[start Information provided]
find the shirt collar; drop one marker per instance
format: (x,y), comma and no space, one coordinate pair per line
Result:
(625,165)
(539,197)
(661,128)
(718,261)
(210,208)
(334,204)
[end Information provided]
What needs to be done: Copy every row above word for word.

Response to the task:
find the shirt collar; drop one marker per instance
format: (x,y), comma and no space, one coordinate pair per line
Result:
(625,165)
(539,197)
(661,128)
(718,261)
(210,208)
(334,204)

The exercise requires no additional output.